◆ REQUEST ◆
Can you write out the call transcript below word for word, everything from "Really it does" down to "as a result."?

◆ EXCERPTED TEXT ◆
"""

Really it does come down to our, you know, we've been able to prove out that we can move these volumes consistently, and we see a robust demand going forward. You know, this ramp-up of the 110,000, it's allowing us to identify some of the issues and opportunities that we can address, you know, that with clarity and to fix as we push this envelope. Clearly, we're seeing robust demand and while we think, you know, profitably keep it in and around these levels going forward. Again, those will fluctuate. The key driver is to prove out that we can move that level of capacity. I'm really pleased at the value created as a result.
Excellent. A follow-up question there is that, you know, we have seen volumes increase, but the amount of long-term contracts at the facility has been, you know, a little stagnant. What has the tone been regarding your conversations on contracts with producers? Are they just trying to figure out what the world looks like just given the commodity price environment? You know, once there's a better impact or an estimated impact of what Heartland does to the propane market, you know, could you see contracting discussions accelerate maybe towards the end of the year into 2023 for long-term contracts?
I think, yeah. The answer is yes. I mean, look, the recent strength in the fundamentals and the improving commodity price has certainly been working out in our favor in terms of supporting these conversations. You know, we recently have been seeing increasing interest, you know, not only from producers, Robert, but aggregators who wanna participate in the upside of having direct access to Asian pricing.

"""

◆ RECORD SET ◆
"""

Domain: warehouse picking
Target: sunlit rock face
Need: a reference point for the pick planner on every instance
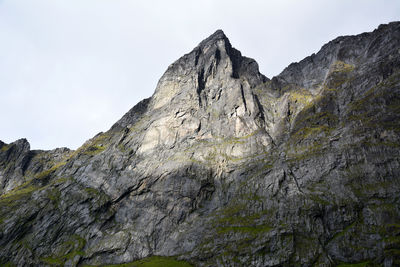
(225, 167)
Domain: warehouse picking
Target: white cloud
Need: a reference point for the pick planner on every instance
(69, 69)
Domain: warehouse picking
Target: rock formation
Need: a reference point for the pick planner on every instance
(225, 167)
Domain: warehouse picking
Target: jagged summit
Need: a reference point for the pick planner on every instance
(224, 167)
(218, 35)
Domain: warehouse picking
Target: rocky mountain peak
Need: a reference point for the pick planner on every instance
(224, 167)
(214, 64)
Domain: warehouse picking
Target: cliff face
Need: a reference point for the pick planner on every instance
(225, 167)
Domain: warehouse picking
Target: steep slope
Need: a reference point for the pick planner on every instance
(223, 166)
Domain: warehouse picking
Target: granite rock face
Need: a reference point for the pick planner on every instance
(225, 167)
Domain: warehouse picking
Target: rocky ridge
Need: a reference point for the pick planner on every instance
(225, 167)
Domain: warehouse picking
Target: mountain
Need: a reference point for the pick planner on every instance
(225, 167)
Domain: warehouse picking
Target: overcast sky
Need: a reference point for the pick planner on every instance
(69, 69)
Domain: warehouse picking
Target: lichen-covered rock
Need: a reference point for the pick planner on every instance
(225, 167)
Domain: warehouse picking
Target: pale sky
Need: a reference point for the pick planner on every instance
(70, 69)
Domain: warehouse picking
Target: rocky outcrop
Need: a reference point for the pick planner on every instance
(225, 167)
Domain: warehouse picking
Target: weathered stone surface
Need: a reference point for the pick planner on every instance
(225, 167)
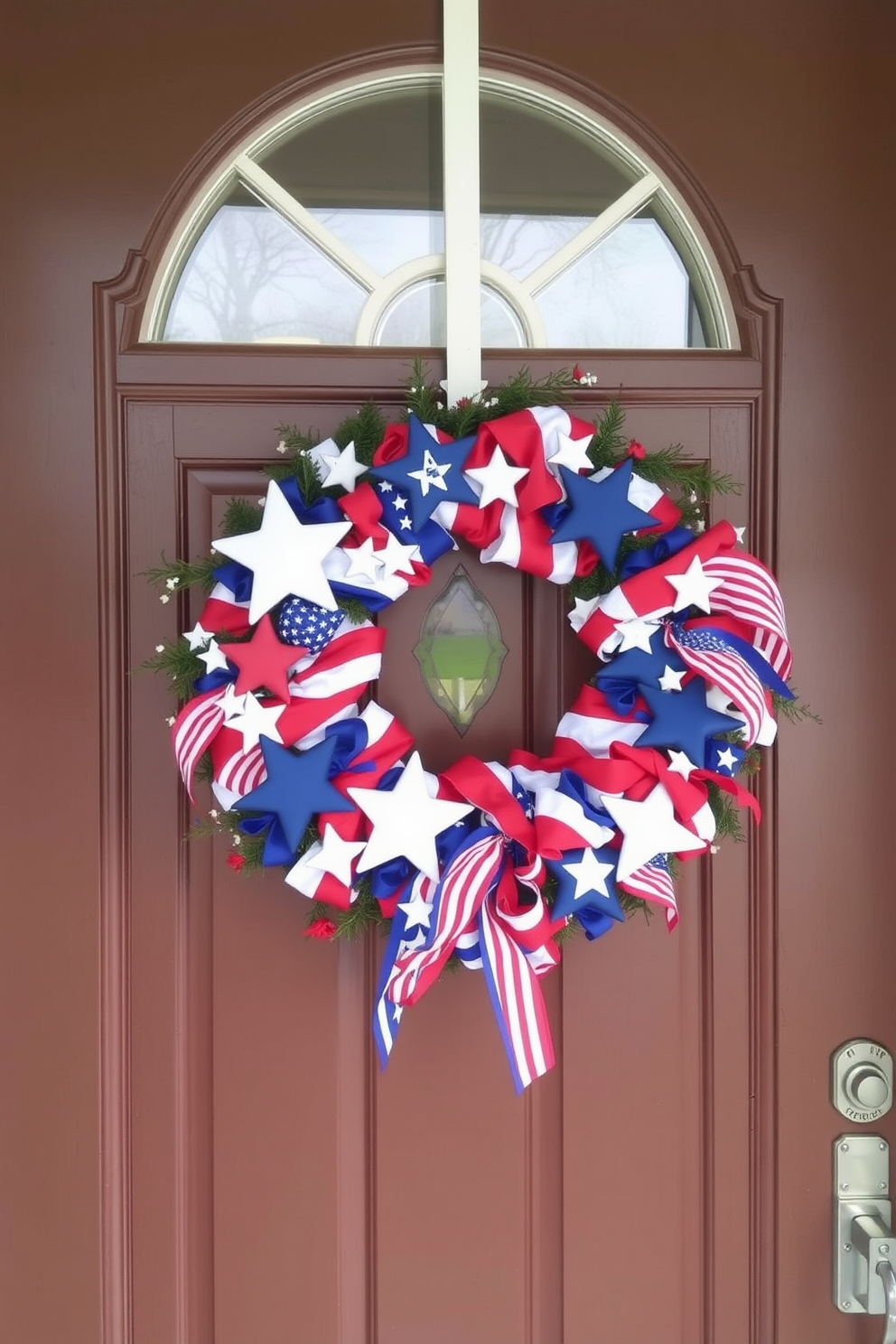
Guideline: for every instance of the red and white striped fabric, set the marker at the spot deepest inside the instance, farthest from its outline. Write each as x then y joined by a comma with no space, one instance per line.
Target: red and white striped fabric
723,667
193,732
653,882
750,592
461,892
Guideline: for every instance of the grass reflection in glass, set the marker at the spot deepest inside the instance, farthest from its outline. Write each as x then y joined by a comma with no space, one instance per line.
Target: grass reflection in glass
461,649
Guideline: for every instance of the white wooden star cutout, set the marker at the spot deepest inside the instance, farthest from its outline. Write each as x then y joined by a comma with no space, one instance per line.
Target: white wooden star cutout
285,555
670,680
363,561
498,480
406,820
336,855
416,911
395,556
727,758
196,638
573,453
648,828
256,721
214,658
694,586
636,633
680,763
590,875
344,470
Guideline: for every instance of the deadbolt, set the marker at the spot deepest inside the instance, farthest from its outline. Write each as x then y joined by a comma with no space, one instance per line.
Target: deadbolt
862,1081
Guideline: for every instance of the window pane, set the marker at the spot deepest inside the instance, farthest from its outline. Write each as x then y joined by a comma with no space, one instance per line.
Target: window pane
631,291
253,277
416,317
382,152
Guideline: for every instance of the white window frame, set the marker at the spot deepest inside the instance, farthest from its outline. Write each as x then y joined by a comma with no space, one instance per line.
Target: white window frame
650,186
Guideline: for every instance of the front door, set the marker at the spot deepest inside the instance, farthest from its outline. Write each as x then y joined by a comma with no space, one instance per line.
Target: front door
283,1187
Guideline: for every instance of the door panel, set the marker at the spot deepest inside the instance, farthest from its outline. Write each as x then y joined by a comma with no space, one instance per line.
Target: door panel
278,1178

"""

◆ SOLUTION TO THIS EXERCISE ◆
Really it does come down to our, you know, we've been able to prove out that we can move these volumes consistently, and we see a robust demand going forward. You know, this ramp-up of the 110,000, it's allowing us to identify some of the issues and opportunities that we can address, you know, that with clarity and to fix as we push this envelope. Clearly, we're seeing robust demand and while we think, you know, profitably keep it in and around these levels going forward. Again, those will fluctuate. The key driver is to prove out that we can move that level of capacity. I'm really pleased at the value created as a result.